● Work request:
Return all the data below as it stands, minus the pictures.

Top of Dataset content

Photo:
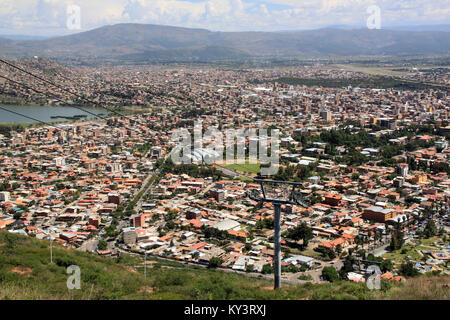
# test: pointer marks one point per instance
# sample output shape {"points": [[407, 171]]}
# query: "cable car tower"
{"points": [[277, 193]]}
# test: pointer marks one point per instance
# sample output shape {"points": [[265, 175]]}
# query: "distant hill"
{"points": [[128, 43]]}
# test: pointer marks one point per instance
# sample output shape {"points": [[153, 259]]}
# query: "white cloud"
{"points": [[47, 16]]}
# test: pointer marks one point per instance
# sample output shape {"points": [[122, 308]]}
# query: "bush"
{"points": [[330, 274], [215, 262]]}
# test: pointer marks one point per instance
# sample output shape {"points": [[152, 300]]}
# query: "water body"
{"points": [[45, 113]]}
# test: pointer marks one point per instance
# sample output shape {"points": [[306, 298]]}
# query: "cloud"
{"points": [[49, 16]]}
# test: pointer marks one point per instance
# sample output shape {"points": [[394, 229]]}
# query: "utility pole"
{"points": [[51, 249], [145, 265], [277, 202], [277, 245]]}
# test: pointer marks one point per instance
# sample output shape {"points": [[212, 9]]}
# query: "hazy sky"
{"points": [[49, 17]]}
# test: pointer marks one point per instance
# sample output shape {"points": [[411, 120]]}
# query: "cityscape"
{"points": [[361, 144]]}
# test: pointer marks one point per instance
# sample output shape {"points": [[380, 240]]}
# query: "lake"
{"points": [[45, 113]]}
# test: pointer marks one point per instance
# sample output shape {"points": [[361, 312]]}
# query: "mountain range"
{"points": [[146, 43]]}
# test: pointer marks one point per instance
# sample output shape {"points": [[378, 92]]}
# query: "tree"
{"points": [[267, 269], [397, 240], [407, 269], [330, 274], [303, 232], [430, 229], [386, 265], [102, 245], [215, 262]]}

Bottom of Dataset content

● Solution to this task:
Photo:
# test: pointer marks one point per instance
# sample output shape {"points": [[407, 171]]}
# query: "cable car tower"
{"points": [[277, 193]]}
# test: pointer marks one point per instance
# sample output shape {"points": [[265, 175]]}
# query: "distant hill"
{"points": [[128, 43]]}
# test: pointer marks one point per instance
# sample output shape {"points": [[153, 259]]}
# query: "white cloud"
{"points": [[47, 16]]}
# test: pointer marks one point per instance
# sample output shape {"points": [[122, 308]]}
# query: "bush"
{"points": [[330, 274], [215, 262]]}
# test: pointer marks one point per instance
# sample output shape {"points": [[152, 300]]}
# query: "water body"
{"points": [[45, 113]]}
# test: pointer marks one point per instance
# sample output shape {"points": [[306, 298]]}
# query: "cloud"
{"points": [[49, 16]]}
# test: pointer marks one point per instance
# sample output shape {"points": [[394, 229]]}
# query: "utility pole"
{"points": [[51, 249], [145, 265], [277, 202], [277, 245]]}
# test: pointer marks one point per instance
# sample output shape {"points": [[212, 9]]}
# query: "hazy sky"
{"points": [[49, 17]]}
# test: pointer marks one point per instance
# sample output shape {"points": [[411, 120]]}
# query: "cityscape"
{"points": [[361, 144]]}
# test: pointer marks one point per instance
# sample output shape {"points": [[380, 240]]}
# query: "lake"
{"points": [[45, 113]]}
# test: pointer marks one point per instance
# sample output shape {"points": [[361, 312]]}
# query: "mountain range"
{"points": [[146, 43]]}
# test: pointer marks one point per instance
# sample output shape {"points": [[378, 92]]}
# query: "tree"
{"points": [[267, 269], [397, 240], [407, 269], [330, 274], [303, 232], [430, 229], [386, 265], [102, 245], [215, 262]]}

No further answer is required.